▶ _Instructions for the task_:
Select and copy every line of the items below that contains the word "boulder".
## Begin Given data
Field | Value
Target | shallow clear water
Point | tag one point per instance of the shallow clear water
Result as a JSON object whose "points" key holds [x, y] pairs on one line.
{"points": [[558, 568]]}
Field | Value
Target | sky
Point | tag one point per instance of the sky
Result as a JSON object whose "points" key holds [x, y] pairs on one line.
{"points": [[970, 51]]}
## End Given data
## Begin Given data
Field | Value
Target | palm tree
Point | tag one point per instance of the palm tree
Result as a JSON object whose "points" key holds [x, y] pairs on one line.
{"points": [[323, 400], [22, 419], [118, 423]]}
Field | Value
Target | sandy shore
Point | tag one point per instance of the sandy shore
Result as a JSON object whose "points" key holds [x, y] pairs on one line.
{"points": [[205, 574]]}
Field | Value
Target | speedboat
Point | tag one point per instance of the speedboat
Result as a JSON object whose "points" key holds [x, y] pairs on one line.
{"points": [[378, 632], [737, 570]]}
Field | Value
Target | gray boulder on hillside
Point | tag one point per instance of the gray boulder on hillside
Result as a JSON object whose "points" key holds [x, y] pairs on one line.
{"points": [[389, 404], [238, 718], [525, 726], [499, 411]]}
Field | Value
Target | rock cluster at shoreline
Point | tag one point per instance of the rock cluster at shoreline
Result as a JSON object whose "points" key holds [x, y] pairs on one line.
## End Given data
▶ _Worked solution_:
Target | gray boulder on hillside
Point | tag one point per instance of the gray boulder on hillside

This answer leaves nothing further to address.